━━━ Estratto ━━━

25. Domanda: Come si comportano i comunisti di fronte agli altri partiti
politici della nostra epoca?
Risposta: Questo comportamento varia secondo i vari paesi. In Inghilterra,
Francia e Belgio, dove domina la borghesia, i comunisti hanno ancora, per il
momento, un interesse comune coi vari partiti democratici, interesse tanto
maggiore quanto più i democratici, con le misure socialiste da essi attualmente
sostenute dappertutto, si avvicinano al fine dei comunisti, cioè quanto più
chiaramente e decisamente questi partiti sostengono gli interessi del
proletariato, e quanto più al proletariato si appoggiano
In Inghilterra, p.es., il movimento cartista, composto di operai, è
infinitamente più vicino ai comunisti che non i piccoli borghesi democratici o
i cosiddetti radicali.

━━━

**Dettagli del compito**
Prosegui l'estratto sul comportamento dei comunisti verso gli altri partiti politici, riprendendo subito dopo l'ultima frase sul movimento cartista inglese.

━━━ Elenco ━━━

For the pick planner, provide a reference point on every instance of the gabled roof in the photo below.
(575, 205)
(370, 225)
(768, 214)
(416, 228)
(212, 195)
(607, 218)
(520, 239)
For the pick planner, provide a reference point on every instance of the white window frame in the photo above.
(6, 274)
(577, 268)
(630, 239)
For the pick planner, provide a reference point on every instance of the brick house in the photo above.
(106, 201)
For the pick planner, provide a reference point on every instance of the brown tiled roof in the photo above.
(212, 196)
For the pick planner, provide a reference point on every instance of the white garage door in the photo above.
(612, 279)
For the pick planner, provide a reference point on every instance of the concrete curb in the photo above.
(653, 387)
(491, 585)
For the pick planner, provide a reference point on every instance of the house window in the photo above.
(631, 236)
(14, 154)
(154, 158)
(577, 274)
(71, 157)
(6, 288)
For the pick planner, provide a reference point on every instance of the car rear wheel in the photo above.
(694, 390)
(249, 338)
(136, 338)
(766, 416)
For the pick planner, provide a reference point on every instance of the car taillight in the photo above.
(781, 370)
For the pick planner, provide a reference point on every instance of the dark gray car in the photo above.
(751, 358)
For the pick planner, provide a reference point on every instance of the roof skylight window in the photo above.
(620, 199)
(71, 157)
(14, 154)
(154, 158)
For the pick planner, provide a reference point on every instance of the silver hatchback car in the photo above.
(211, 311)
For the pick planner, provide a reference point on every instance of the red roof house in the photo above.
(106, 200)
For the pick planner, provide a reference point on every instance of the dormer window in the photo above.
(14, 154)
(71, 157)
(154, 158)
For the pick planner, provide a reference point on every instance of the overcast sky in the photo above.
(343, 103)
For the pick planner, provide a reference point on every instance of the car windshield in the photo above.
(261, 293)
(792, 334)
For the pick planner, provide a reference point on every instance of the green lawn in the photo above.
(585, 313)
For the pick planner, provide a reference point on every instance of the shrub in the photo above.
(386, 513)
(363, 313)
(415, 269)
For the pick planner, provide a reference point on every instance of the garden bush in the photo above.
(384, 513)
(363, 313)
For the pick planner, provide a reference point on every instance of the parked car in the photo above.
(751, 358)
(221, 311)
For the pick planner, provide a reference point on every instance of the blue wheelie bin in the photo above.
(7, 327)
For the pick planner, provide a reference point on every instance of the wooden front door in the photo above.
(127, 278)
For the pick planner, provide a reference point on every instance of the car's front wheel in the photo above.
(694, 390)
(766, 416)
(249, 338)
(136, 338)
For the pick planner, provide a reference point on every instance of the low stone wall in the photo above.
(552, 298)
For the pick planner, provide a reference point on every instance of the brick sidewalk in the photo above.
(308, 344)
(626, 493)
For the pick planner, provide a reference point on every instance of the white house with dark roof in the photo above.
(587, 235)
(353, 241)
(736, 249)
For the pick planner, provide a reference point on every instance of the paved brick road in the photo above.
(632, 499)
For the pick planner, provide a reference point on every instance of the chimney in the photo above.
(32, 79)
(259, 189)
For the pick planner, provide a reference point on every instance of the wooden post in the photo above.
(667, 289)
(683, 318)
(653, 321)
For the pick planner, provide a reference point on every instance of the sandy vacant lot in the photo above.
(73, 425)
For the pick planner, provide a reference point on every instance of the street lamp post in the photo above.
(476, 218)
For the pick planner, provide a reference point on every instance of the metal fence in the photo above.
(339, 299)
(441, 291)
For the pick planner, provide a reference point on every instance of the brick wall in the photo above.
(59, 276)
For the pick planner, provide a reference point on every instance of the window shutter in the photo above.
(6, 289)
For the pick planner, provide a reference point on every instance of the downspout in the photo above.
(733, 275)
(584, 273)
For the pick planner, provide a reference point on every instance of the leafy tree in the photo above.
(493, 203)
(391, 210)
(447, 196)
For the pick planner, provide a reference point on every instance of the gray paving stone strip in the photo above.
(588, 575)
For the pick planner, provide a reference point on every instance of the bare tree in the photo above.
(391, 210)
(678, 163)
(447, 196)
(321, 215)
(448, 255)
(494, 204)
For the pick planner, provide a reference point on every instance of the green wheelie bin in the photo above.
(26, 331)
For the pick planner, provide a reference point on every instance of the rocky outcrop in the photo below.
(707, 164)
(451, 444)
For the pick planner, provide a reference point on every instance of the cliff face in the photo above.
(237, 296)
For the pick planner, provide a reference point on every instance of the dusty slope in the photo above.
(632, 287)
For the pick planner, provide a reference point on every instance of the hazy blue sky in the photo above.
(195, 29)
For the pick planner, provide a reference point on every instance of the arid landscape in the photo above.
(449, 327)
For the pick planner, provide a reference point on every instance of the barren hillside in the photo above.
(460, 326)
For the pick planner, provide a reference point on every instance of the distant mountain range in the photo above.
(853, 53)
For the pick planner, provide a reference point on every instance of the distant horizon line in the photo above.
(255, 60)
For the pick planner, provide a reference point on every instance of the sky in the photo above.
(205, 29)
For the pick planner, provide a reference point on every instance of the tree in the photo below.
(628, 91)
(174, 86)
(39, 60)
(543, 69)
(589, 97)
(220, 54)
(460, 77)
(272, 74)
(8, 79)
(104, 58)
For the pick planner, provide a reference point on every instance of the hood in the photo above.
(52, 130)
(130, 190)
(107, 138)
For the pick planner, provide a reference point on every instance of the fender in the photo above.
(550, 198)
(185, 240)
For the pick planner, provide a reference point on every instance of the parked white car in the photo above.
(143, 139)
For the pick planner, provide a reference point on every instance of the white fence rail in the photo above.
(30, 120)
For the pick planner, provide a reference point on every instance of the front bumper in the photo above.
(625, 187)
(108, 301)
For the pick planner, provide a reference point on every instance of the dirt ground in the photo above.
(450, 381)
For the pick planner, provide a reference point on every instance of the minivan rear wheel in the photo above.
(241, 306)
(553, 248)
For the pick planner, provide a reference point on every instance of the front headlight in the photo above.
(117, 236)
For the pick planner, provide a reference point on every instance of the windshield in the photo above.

━━━

**Risposta al compito**
In America, dove è già stata introdotta una costituzione democratica, i
comunisti staranno col partito che vuole volgere questa costituzione contro la
borghesia e usarla nell'interesse del proletariato.
In Svizzera, i radicali, benché siano ancora un partito assai misto,
sono tuttavia gli unici coi quali i comunisti possano stringere rapporti, e fra
questi radicali, a loro volta, quelli del cantone di Vaud e i ginevrini sono i
più avanzati.
In Germania, infine, la lotta decisiva fra borghesia e monarchia
assoluta deve ancora aver luogo. Ma, siccome i comunisti non possono contare
sulla lotta decisiva fra loro stessi e la borghesia prima che quest'ultima
abbia il potere, è dunque interesse dei comunisti di contribuire a portare al
potere i borghesi al più presto possibile, per riabbatterli al più presto
possibile. I comunisti debbono dunque prender sempre partito per i borghesi
liberali di fronte ai governi e guardarsi soltanto dal condividere le illusioni
dei borghesi o dal prestar fede alle loro seducenti assicurazioni sulle
salutari conseguenze della vittoria della borghesia per il proletariato.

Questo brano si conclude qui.